[Aim of the exercise] Would you please repeat the material exactly, from the first line to the last?

[Material shown]

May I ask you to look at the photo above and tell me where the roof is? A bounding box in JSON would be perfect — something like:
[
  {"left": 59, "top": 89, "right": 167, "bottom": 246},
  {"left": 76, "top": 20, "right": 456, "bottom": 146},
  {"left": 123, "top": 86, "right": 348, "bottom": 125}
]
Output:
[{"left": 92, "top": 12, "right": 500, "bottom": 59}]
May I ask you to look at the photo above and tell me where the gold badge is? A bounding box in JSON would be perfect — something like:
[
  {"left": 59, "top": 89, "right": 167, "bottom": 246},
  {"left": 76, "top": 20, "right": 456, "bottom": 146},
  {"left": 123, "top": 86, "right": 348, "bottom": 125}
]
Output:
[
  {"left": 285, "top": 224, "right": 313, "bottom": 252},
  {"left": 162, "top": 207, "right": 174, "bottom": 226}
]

[Task result]
May I ask you to look at the photo above and tell me where the roof is? A bounding box in JSON would be perfect — something like:
[
  {"left": 59, "top": 89, "right": 167, "bottom": 246},
  {"left": 76, "top": 20, "right": 456, "bottom": 146},
  {"left": 123, "top": 86, "right": 348, "bottom": 125}
]
Output:
[{"left": 92, "top": 12, "right": 500, "bottom": 59}]
May I ask you to look at the photo above and tell me where the gold badge is? A bounding box in JSON would be perfect — something like:
[
  {"left": 59, "top": 89, "right": 167, "bottom": 246},
  {"left": 76, "top": 20, "right": 456, "bottom": 146},
  {"left": 123, "top": 86, "right": 348, "bottom": 125}
]
Output:
[
  {"left": 285, "top": 224, "right": 313, "bottom": 252},
  {"left": 162, "top": 207, "right": 174, "bottom": 226}
]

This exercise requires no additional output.